[begin Extracted records]
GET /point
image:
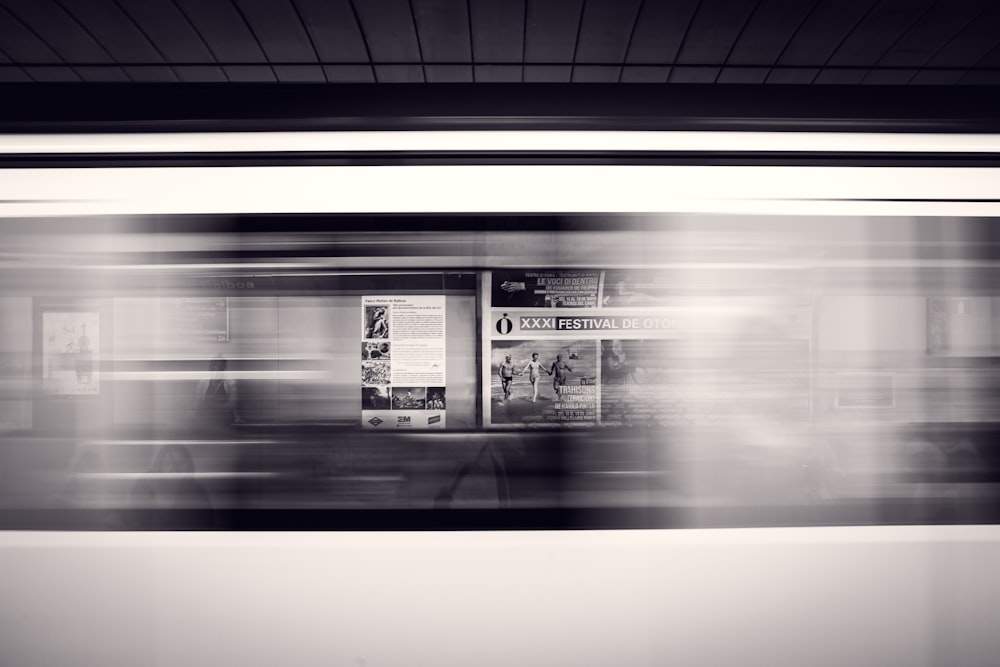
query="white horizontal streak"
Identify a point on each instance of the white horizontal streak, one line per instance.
(477, 141)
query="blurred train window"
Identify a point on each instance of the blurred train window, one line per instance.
(602, 370)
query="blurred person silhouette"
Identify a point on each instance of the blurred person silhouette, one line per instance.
(216, 398)
(168, 496)
(618, 367)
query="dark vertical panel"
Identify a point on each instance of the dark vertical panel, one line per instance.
(888, 77)
(399, 73)
(605, 30)
(9, 72)
(982, 78)
(52, 74)
(795, 76)
(879, 30)
(13, 74)
(389, 29)
(151, 74)
(973, 42)
(349, 73)
(648, 74)
(932, 32)
(448, 73)
(681, 74)
(936, 77)
(278, 30)
(60, 31)
(596, 74)
(547, 73)
(200, 74)
(299, 73)
(334, 30)
(841, 76)
(743, 75)
(21, 43)
(174, 36)
(771, 27)
(714, 29)
(101, 74)
(225, 31)
(823, 31)
(250, 73)
(498, 73)
(552, 29)
(497, 31)
(443, 28)
(117, 33)
(659, 31)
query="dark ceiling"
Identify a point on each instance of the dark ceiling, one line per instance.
(882, 42)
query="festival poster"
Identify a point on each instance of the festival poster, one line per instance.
(71, 353)
(403, 362)
(641, 356)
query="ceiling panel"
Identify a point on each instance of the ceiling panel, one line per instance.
(879, 31)
(552, 29)
(823, 31)
(498, 73)
(118, 34)
(660, 30)
(278, 29)
(59, 30)
(933, 32)
(645, 74)
(714, 30)
(769, 30)
(879, 42)
(335, 32)
(448, 73)
(443, 30)
(224, 30)
(22, 44)
(973, 42)
(163, 23)
(497, 33)
(605, 31)
(388, 27)
(596, 74)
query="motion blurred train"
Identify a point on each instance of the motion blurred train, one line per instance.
(779, 440)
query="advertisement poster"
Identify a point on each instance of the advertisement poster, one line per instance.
(403, 362)
(71, 353)
(627, 351)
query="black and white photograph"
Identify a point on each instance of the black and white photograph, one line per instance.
(531, 380)
(409, 398)
(376, 398)
(377, 321)
(436, 398)
(376, 373)
(679, 325)
(376, 351)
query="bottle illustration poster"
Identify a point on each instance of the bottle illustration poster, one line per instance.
(71, 353)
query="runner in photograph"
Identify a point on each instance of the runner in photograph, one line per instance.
(559, 369)
(534, 370)
(506, 373)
[end Extracted records]
* _Task to carry out_
Repeat the preceding records precisely, and leave every picture out of the copy.

* _Exercise result_
GET /point
image:
query="white horizontal streak"
Identify a point on each instance of the white horizontal streak, one line per instance.
(477, 141)
query="blurred train window"
Identify a point on each instance of the blurred train window, one line per instance.
(602, 370)
query="blurred person silhouette"
Identify a point on each instance of the blurred person silhouette, one line per instance.
(216, 398)
(168, 496)
(618, 367)
query="dark vertical panel"
Identify a point on each instance of the dark vertical panel, one line per instance.
(888, 77)
(399, 73)
(605, 30)
(9, 72)
(982, 78)
(52, 74)
(795, 76)
(879, 30)
(13, 74)
(389, 29)
(151, 74)
(973, 42)
(349, 73)
(648, 74)
(932, 32)
(448, 73)
(681, 74)
(936, 77)
(278, 30)
(60, 31)
(596, 74)
(547, 73)
(200, 74)
(299, 73)
(334, 30)
(841, 76)
(743, 75)
(21, 43)
(174, 36)
(771, 27)
(714, 29)
(101, 74)
(225, 31)
(823, 31)
(250, 73)
(498, 73)
(552, 29)
(497, 31)
(443, 28)
(117, 33)
(659, 31)
query="dark ceiling"
Identify a point on each instance of the dark ceiling, one line per instance.
(882, 42)
query="festival poster"
Identify a point on each instance of the festival poster, one line per instance.
(71, 353)
(403, 362)
(641, 356)
query="ceiling panel"
Identify a point on each instance of the ceiling panel, one line per instance.
(879, 31)
(552, 29)
(823, 31)
(498, 73)
(118, 34)
(660, 30)
(278, 29)
(59, 30)
(933, 32)
(645, 74)
(714, 30)
(769, 30)
(879, 42)
(335, 32)
(448, 73)
(443, 30)
(224, 30)
(22, 44)
(973, 42)
(163, 23)
(497, 33)
(605, 31)
(388, 27)
(596, 74)
query="motion blurred train"
Identify a point on each instance of the motion blurred train, one line per instance.
(779, 440)
query="advertisement poster"
Identify a point on each instance of the advertisement poster, one line per instance.
(403, 362)
(71, 353)
(627, 351)
query="black and white photograph"
Identify a point on each instance of the black and white photograph, one line per instance.
(531, 380)
(409, 398)
(376, 398)
(377, 321)
(436, 398)
(376, 373)
(679, 325)
(376, 351)
query="bottle illustration poster"
Identify a point on each instance of the bottle illustration poster, one line per instance.
(71, 353)
query="runner in photograph"
Identify a point on each instance of the runner in photograph, one line per instance.
(559, 369)
(534, 370)
(506, 373)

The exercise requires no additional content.